[Text passage Boundary: Start]

RE: [Histonet] Keep Job Postings Coming

From:"Peggy Mayo"

To be more accurate, according to ASCP, there is 1 more route of eligibility toward HT certification.
Follow this link to ASCP -- Board of Registry--website regarding this route:

Peggy Mayo M.Ed. MLT (ASCP)
Multi-Competency Health Technology 614-287-2608 or 
800-621-6407 ext. 2608
Fax 614-287-3854
>>> "patsy ruegg"  08/05/07 3:42 PM >>>
The standard of practice for HT's is the ASCP certification.  For HT you
need only an associates of science degree with particular courses such as
chemistry, biology and some math, then with OJT or a school of HT for one
year.  The HTL requires a BS degree also with certain course and the one
year experience.
Salaries have really gotten a lot better for Histotech's compared to my day
(30 years ago), in my area experienced certified Histotech's are doing
pretty well, because of the shortage of trained people in our field I see
employers paying sign on bonuses, relocation expenses and decent salaries
much like nurses are in demand today.

[Text passage Boundary: End]
[Listed records Boundary: Start]

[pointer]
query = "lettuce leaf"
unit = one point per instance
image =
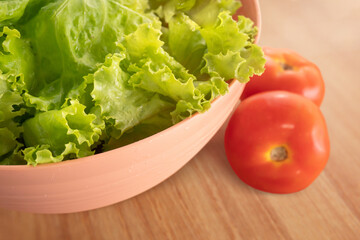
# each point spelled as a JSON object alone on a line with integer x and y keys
{"x": 56, "y": 135}
{"x": 84, "y": 76}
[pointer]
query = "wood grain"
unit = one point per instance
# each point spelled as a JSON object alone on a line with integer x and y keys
{"x": 205, "y": 200}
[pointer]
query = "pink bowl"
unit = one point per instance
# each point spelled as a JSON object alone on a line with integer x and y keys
{"x": 113, "y": 176}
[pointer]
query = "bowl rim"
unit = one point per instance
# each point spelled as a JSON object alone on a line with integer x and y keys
{"x": 66, "y": 163}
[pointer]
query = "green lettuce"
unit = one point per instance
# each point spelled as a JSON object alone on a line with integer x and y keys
{"x": 81, "y": 77}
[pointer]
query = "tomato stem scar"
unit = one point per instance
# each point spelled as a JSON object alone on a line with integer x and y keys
{"x": 278, "y": 154}
{"x": 286, "y": 66}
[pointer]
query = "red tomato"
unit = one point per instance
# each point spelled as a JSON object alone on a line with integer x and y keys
{"x": 277, "y": 142}
{"x": 287, "y": 70}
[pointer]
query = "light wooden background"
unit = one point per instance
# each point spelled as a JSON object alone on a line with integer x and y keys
{"x": 205, "y": 200}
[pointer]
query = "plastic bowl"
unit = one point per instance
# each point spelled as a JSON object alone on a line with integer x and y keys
{"x": 113, "y": 176}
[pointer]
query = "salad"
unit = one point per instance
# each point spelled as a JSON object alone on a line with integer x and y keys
{"x": 79, "y": 77}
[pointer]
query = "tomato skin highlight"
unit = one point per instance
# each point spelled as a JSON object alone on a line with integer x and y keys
{"x": 287, "y": 70}
{"x": 269, "y": 120}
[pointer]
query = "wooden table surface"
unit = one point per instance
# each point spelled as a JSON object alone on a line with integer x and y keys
{"x": 205, "y": 200}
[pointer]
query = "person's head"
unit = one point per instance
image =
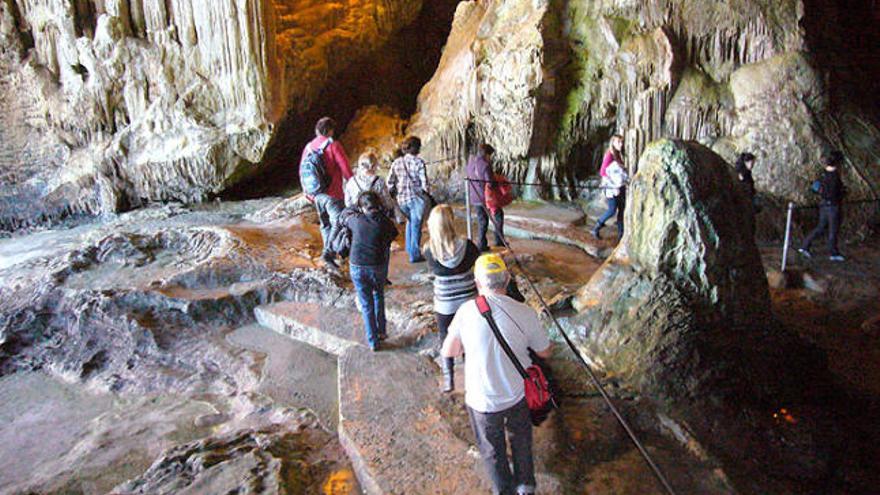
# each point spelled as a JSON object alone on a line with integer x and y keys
{"x": 833, "y": 160}
{"x": 491, "y": 274}
{"x": 486, "y": 151}
{"x": 326, "y": 127}
{"x": 745, "y": 161}
{"x": 368, "y": 163}
{"x": 412, "y": 145}
{"x": 441, "y": 229}
{"x": 369, "y": 202}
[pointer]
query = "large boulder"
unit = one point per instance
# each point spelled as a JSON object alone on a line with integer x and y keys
{"x": 685, "y": 278}
{"x": 680, "y": 314}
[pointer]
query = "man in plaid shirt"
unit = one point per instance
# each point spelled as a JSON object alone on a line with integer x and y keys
{"x": 409, "y": 177}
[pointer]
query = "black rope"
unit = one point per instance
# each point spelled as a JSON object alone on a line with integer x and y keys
{"x": 538, "y": 184}
{"x": 593, "y": 377}
{"x": 810, "y": 207}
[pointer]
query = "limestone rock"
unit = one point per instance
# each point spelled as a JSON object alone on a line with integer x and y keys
{"x": 105, "y": 106}
{"x": 547, "y": 83}
{"x": 680, "y": 313}
{"x": 686, "y": 264}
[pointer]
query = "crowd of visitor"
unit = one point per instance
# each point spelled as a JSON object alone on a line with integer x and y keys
{"x": 358, "y": 213}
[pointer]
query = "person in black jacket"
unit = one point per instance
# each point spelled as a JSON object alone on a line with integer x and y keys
{"x": 832, "y": 191}
{"x": 744, "y": 164}
{"x": 371, "y": 235}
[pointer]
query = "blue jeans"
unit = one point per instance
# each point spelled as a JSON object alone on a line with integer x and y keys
{"x": 329, "y": 209}
{"x": 415, "y": 213}
{"x": 369, "y": 284}
{"x": 615, "y": 206}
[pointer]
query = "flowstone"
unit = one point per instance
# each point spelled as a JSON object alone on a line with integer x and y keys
{"x": 680, "y": 313}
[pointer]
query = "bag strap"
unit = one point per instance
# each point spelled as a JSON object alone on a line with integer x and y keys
{"x": 486, "y": 311}
{"x": 406, "y": 170}
{"x": 323, "y": 147}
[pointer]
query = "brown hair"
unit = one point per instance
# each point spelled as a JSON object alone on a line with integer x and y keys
{"x": 325, "y": 126}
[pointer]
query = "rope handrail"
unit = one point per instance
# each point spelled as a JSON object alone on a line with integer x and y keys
{"x": 593, "y": 378}
{"x": 539, "y": 184}
{"x": 857, "y": 202}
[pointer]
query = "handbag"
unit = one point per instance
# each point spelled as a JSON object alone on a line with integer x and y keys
{"x": 538, "y": 396}
{"x": 425, "y": 196}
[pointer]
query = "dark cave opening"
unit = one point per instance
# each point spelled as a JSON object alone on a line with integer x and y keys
{"x": 844, "y": 37}
{"x": 392, "y": 77}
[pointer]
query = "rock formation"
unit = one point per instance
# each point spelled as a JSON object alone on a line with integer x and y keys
{"x": 110, "y": 105}
{"x": 680, "y": 313}
{"x": 548, "y": 82}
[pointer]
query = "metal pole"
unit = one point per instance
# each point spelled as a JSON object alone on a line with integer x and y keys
{"x": 787, "y": 236}
{"x": 467, "y": 207}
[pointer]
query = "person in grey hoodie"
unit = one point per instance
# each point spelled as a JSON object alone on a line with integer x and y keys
{"x": 451, "y": 260}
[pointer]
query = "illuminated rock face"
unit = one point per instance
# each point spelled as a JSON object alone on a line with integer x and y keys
{"x": 106, "y": 106}
{"x": 548, "y": 82}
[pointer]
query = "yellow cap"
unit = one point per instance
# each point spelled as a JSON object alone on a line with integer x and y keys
{"x": 489, "y": 263}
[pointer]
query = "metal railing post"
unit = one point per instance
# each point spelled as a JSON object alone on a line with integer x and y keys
{"x": 787, "y": 242}
{"x": 467, "y": 208}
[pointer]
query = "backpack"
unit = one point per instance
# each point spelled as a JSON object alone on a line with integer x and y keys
{"x": 340, "y": 237}
{"x": 313, "y": 171}
{"x": 500, "y": 196}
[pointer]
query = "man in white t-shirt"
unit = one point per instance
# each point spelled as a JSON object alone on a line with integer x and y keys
{"x": 494, "y": 391}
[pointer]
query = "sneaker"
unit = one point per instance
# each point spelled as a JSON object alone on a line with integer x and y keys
{"x": 329, "y": 260}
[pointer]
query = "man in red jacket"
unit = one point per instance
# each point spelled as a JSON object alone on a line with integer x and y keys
{"x": 331, "y": 202}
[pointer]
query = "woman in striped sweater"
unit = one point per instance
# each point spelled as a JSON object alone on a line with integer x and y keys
{"x": 451, "y": 259}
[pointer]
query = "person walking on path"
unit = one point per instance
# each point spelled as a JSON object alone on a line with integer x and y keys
{"x": 371, "y": 235}
{"x": 451, "y": 259}
{"x": 479, "y": 173}
{"x": 494, "y": 391}
{"x": 614, "y": 187}
{"x": 832, "y": 191}
{"x": 367, "y": 180}
{"x": 744, "y": 164}
{"x": 614, "y": 153}
{"x": 409, "y": 178}
{"x": 330, "y": 202}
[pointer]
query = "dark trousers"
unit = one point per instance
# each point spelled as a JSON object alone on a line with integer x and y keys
{"x": 329, "y": 209}
{"x": 615, "y": 206}
{"x": 829, "y": 219}
{"x": 483, "y": 227}
{"x": 369, "y": 284}
{"x": 489, "y": 428}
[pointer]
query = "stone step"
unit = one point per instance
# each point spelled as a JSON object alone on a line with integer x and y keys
{"x": 401, "y": 435}
{"x": 333, "y": 330}
{"x": 548, "y": 222}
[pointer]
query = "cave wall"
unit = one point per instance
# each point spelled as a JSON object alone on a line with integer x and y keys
{"x": 107, "y": 105}
{"x": 548, "y": 82}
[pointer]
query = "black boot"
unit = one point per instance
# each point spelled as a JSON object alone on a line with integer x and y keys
{"x": 448, "y": 375}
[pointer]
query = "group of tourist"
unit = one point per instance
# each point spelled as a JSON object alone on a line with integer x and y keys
{"x": 364, "y": 205}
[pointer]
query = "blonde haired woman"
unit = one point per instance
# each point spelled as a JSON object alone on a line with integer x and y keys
{"x": 451, "y": 258}
{"x": 366, "y": 180}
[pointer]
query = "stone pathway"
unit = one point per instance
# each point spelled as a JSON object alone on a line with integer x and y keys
{"x": 549, "y": 222}
{"x": 405, "y": 437}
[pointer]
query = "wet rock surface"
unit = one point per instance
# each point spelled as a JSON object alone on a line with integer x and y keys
{"x": 680, "y": 313}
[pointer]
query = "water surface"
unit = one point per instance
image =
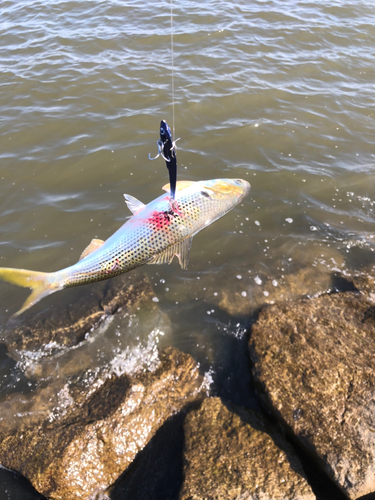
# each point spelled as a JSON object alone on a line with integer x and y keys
{"x": 280, "y": 93}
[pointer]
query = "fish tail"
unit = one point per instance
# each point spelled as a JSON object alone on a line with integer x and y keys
{"x": 41, "y": 284}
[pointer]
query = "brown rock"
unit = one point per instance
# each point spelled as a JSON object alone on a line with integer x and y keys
{"x": 314, "y": 363}
{"x": 230, "y": 453}
{"x": 87, "y": 449}
{"x": 66, "y": 324}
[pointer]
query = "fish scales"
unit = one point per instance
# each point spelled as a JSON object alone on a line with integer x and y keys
{"x": 153, "y": 235}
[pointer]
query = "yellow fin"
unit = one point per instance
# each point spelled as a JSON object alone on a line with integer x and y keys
{"x": 94, "y": 245}
{"x": 180, "y": 249}
{"x": 40, "y": 284}
{"x": 180, "y": 185}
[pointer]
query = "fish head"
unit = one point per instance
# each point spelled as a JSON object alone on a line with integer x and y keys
{"x": 230, "y": 190}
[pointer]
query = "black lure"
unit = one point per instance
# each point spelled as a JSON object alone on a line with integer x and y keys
{"x": 168, "y": 152}
{"x": 167, "y": 149}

[Listed records Boundary: End]

▶ _What this task involves_:
From the Histonet post, copy the part that opens with the words containing "Multi-Competency Health Technology" and closes with "year experience.", changing "BS degree" to "bachelor's degree". These records have nothing to do with the Histonet post.

▶ _Exercise solution_:
Multi-Competency Health Technology 614-287-2608 or 
800-621-6407 ext. 2608
Fax 614-287-3854
>>> "patsy ruegg"  08/05/07 3:42 PM >>>
The standard of practice for HT's is the ASCP certification.  For HT you
need only an associates of science degree with particular courses such as
chemistry, biology and some math, then with OJT or a school of HT for one
year.  The HTL requires a bachelor's degree also with certain course and the one
year experience.